▶ _YOUR ASSIGNMENT_
Repeat every line of the material, character for character.

[[ DATA SUPPLIED open ]]

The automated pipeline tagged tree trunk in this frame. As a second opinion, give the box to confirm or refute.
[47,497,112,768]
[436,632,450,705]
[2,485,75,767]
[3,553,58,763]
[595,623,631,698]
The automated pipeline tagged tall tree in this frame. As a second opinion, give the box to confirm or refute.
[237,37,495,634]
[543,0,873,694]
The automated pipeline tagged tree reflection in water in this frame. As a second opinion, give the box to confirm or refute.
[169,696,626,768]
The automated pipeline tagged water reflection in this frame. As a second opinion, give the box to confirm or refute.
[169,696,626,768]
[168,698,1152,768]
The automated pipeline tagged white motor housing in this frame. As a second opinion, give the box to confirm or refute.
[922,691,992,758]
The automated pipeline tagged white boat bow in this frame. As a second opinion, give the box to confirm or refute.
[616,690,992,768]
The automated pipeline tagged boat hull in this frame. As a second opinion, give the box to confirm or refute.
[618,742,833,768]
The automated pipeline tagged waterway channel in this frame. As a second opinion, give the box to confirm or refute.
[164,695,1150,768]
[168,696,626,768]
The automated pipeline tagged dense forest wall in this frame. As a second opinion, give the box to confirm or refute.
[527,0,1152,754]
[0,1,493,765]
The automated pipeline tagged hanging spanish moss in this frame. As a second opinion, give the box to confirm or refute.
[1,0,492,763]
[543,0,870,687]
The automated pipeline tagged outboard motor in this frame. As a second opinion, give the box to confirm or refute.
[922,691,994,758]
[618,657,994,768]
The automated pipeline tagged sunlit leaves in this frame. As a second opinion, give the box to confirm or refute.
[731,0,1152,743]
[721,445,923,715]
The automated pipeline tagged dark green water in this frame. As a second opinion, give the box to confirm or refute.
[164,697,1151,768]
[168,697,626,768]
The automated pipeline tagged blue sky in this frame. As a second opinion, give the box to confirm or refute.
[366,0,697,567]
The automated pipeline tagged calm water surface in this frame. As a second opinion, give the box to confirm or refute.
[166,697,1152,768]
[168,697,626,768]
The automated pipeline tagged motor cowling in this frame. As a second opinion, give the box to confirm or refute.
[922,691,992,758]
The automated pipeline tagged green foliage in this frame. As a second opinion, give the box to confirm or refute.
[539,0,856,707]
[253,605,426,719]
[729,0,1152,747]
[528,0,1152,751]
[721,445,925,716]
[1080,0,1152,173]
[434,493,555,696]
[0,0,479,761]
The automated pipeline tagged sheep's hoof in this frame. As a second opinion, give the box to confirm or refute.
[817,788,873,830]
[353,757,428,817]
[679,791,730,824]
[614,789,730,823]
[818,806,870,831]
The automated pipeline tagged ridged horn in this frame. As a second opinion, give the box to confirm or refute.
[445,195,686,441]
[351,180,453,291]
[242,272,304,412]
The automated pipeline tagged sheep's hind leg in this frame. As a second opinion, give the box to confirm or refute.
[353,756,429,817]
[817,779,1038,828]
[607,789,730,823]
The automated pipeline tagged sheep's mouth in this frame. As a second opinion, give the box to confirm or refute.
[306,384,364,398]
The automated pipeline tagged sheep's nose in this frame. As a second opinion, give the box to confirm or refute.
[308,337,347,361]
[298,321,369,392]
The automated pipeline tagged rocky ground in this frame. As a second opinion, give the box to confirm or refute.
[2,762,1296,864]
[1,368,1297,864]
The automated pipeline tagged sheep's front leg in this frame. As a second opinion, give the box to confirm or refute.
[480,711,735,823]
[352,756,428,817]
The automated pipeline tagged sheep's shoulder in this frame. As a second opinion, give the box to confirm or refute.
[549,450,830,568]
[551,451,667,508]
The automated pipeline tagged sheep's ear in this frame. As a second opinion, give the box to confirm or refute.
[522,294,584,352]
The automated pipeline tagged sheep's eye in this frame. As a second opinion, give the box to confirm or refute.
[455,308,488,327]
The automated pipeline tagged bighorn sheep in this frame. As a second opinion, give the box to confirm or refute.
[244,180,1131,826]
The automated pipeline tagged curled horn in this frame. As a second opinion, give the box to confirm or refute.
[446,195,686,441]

[[ DATA SUPPLIED closed ]]

▶ _TASK RESPONSE_
The automated pipeline tagged tree trunk in this frame. As a second opinion, give the box to confirm or refute.
[47,497,112,768]
[436,632,450,705]
[2,485,75,767]
[3,553,58,763]
[595,623,631,698]
The automated pipeline tagged tall tree in this frame. As a second opinion, give the box to confirm or refute.
[237,37,495,634]
[543,0,873,694]
The automated pipeline tagged tree reflection in water in this frame. As a second opinion, give the box to confirm or refute.
[169,696,626,768]
The automated pipeline tagged water reflection in this frame. As a second opinion, give the box to confirm or refute.
[169,696,626,768]
[168,698,1152,768]
The automated pipeline tagged white motor housing in this frame. As a second opinion, give the box to confirm or refute.
[922,691,992,758]
The automated pipeline tagged white boat bow in this frame. As a second opinion, give the box to confirm or refute.
[616,690,992,768]
The automated pipeline tagged boat hull in this frame. As a second opinion, give the box to confirm or refute.
[618,742,833,768]
The automated pipeline tagged waterway channel in this frame. As a second opinion, give the box to confirm or refute.
[164,695,1150,768]
[168,696,626,768]
The automated pipeline tagged dense forest wall in this frame. As a second opinion, give the box to confirm or refute.
[527,0,1152,754]
[0,1,493,765]
The automated pipeline tagged hanging spanish moss in this frame. As a second opinion, give the box to confirm or refute.
[1,0,492,763]
[543,0,870,687]
The automated pipeline tagged outboard motor in this frame. As a second opinion, give the box to confirm or refute.
[922,691,994,758]
[618,657,994,768]
The automated pipeline tagged sunlit leaves in this frame. As a second opinion, give the box to confirm or refute.
[731,0,1152,743]
[721,445,923,715]
The automated pipeline tagged dark green water in this frame. As a second opinion, give the box to confirm or refute.
[164,697,1151,768]
[168,697,626,768]
The automated pipeline tagged blue sky in this frame. As a second opinion, give the box to confirm or refute.
[366,0,697,567]
The automated pipeline tagged calm water surface in this frame. As a second opinion, give the box to confirm or refute.
[166,697,1152,768]
[168,697,626,768]
The automated pipeline tagged motor cowling in this frame. As a second opinion, give the box to confirm or refute.
[922,691,992,758]
The automated pipeline tagged green foliage in this frame. As a second opinion, give the box to confirm or refute.
[539,0,856,707]
[253,605,426,719]
[729,0,1152,747]
[528,0,1152,751]
[721,445,925,716]
[1080,0,1152,173]
[434,493,555,696]
[0,0,479,761]
The automated pipeline tagged sheep's hoof in this frame. As a second opinion, give the box to confirm or refute.
[817,788,873,830]
[353,757,428,817]
[679,791,730,824]
[614,789,730,823]
[818,806,870,831]
The automated pipeline tagged ridged horn in this frame. As a second opinion, give the box to confirm or refute.
[445,195,686,441]
[351,180,453,291]
[242,272,304,412]
The automated pipeline tagged sheep's hind leg in this frame. As a second opinion, give the box to confirm or refute.
[353,756,429,817]
[817,779,1038,828]
[607,789,730,823]
The automated pipeline tagged sheep's mouth in this frame. As a second opinion, give the box to confirm or refute.
[306,384,364,398]
The automated pipeline tagged sheep's nose in this frame. As a second opinion, give the box to confirm or refute.
[308,337,347,361]
[298,321,369,392]
The automated pipeline tagged rocky ground in this frame. As a second opinion, give the box to confirm or refute.
[2,762,1296,864]
[1,368,1297,864]
The automated pipeline tagged sheep's front leg in this frame. As a second opinion, give the box to confirm or refute.
[480,711,735,823]
[352,756,428,817]
The automated pipeline tagged sheep's shoulder in this frame. As a second opinion, give the box to confirm or refute.
[549,450,830,568]
[551,451,667,508]
The automated pipeline tagged sheep's ear in this frame. As a second opinion, give the box to confirm or refute.
[522,294,584,352]
The automated pipeline tagged sheep's eye in this frame. As a second opinion, give the box to confirm or refute.
[455,308,488,327]
The automated pipeline tagged bighorn sheep in this frame. As a second opinion, give the box to confirm or refute.
[244,180,1131,826]
The automated pipeline tagged curled horn in this frame. As a second opinion, give the box to confirm or refute.
[446,195,686,441]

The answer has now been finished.